* [Document segment]:
** START **
# Ride Society??



## Guest (Jan 7, 2009)

Last year my k2 was stolen and I ended up replacing it with the society. It handles very well.. I forget how the core was made but it improves handling from tail to nose. Not much park time for me though, my mountain doesn't have a big park, 2 rails and a kicker with too many people to make it fun. I bought the 157 at 6'0" and it hauls down the slope. I really do enjoy this board. Hope this helps a little but if you have any questions let me know (My first board review and I dont know what to say about it lol).


----------



## Extremo (Nov 6, 2008)

Don't know much about this years but i rode last years and I was impressed by it. Super poppy and responsive. Handles really wall at high speeds and is really stable on bigger jumps. I would buy one.


----------



## Guest (Jan 9, 2009)

I don't know a whole lot about it, but I was researching it for a while. Basically I found out that it's billed by Ride as a freestyle board but a lot of people say it's more of an all mountain board that leans a bit toward freestyle, but is also pretty stable at high speeds. Probably not your board if you want to do super aggressive carving or if you spend all day in the park. Might be your board if you do a mix of everything and like hitting jumps off of natural terrain or packed features.


----------



## Triple8Sol (Nov 24, 2008)

No personal experience, but I've only heard/read good things. I strongly considered one a couple years ago. I have a friend that has been riding one for a couple years and he raves about it.


----------
** END **
* [Extracted data]:
** START **
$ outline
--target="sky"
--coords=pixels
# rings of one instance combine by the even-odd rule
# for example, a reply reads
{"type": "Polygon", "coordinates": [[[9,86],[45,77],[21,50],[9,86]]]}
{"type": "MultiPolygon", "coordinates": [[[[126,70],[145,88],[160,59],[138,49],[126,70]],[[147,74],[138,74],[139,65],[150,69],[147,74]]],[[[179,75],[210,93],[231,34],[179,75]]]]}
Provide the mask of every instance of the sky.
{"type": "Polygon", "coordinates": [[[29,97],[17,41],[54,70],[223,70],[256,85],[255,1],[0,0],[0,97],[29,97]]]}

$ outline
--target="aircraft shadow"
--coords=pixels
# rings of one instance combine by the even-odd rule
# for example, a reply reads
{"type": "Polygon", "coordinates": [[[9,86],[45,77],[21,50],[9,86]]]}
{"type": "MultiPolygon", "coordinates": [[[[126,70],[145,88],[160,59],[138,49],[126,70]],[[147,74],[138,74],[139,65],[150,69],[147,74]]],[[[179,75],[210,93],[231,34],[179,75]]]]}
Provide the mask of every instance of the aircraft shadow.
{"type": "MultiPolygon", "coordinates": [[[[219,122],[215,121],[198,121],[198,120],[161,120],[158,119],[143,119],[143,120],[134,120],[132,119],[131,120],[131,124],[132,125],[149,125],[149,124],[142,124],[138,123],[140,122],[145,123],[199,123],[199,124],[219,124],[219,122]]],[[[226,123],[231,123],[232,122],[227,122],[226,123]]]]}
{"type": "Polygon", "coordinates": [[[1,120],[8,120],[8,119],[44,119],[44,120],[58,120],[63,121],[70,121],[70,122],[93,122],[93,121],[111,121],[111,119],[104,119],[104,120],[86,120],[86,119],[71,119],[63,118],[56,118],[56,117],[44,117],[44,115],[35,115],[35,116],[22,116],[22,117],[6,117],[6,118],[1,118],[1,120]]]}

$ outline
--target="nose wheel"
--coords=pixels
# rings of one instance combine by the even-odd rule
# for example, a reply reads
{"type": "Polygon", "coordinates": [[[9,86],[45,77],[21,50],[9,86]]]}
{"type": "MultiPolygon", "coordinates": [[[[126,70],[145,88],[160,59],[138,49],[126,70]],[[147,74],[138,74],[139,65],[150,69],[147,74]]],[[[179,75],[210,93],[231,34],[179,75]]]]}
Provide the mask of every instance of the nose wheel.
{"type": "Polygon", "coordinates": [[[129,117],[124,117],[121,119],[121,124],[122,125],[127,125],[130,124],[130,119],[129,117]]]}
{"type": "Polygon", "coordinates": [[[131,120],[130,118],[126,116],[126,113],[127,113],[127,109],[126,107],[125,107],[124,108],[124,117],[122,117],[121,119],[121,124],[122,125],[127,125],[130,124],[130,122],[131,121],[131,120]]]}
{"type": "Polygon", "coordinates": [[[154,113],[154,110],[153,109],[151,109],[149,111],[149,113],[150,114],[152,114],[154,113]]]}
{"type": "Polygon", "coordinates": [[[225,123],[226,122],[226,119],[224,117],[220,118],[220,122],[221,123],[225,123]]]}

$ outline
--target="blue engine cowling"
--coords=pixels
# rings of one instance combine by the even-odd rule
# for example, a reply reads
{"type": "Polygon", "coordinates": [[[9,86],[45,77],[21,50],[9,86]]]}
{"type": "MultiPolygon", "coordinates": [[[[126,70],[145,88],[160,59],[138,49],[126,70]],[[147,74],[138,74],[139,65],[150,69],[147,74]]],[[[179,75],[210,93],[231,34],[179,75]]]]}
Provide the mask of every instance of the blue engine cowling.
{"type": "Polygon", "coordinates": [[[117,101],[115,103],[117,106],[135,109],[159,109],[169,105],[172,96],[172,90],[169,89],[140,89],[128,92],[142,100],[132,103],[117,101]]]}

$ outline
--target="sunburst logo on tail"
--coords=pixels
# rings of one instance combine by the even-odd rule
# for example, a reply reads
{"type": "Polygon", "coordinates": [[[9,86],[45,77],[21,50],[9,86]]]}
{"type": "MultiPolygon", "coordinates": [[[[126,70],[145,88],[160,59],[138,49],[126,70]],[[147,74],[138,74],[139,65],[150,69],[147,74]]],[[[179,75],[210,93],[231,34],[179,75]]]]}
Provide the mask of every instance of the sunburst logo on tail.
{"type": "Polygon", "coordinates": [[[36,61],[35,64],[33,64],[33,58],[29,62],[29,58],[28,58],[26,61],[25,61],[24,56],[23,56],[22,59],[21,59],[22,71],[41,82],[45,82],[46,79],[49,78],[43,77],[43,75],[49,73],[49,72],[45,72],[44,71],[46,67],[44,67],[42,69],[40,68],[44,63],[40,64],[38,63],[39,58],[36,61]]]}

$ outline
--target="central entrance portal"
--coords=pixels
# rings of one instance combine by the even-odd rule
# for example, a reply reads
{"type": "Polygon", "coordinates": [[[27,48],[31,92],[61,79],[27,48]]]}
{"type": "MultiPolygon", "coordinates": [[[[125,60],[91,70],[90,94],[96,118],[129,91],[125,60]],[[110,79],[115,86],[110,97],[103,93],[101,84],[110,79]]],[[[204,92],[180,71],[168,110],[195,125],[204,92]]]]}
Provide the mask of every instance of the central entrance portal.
** END **
* [Requirements]:
(A) List every post date that appears in the Ride Society thread.
(B) Copy the records verbatim, beginning at their first line and ending after the line that contains "Provide the mask of every instance of the sky.".
The forum thread and the records are unrelated to each other.

* [Responses]:
(A)
Jan 7, 2009
Nov 6, 2008
Jan 9, 2009
Nov 24, 2008

(B)
$ outline
--target="sky"
--coords=pixels
# rings of one instance combine by the even-odd rule
# for example, a reply reads
{"type": "Polygon", "coordinates": [[[9,86],[45,77],[21,50],[9,86]]]}
{"type": "MultiPolygon", "coordinates": [[[[126,70],[145,88],[160,59],[138,49],[126,70]],[[147,74],[138,74],[139,65],[150,69],[147,74]]],[[[179,75],[210,93],[231,34],[179,75]]]]}
Provide the mask of every instance of the sky.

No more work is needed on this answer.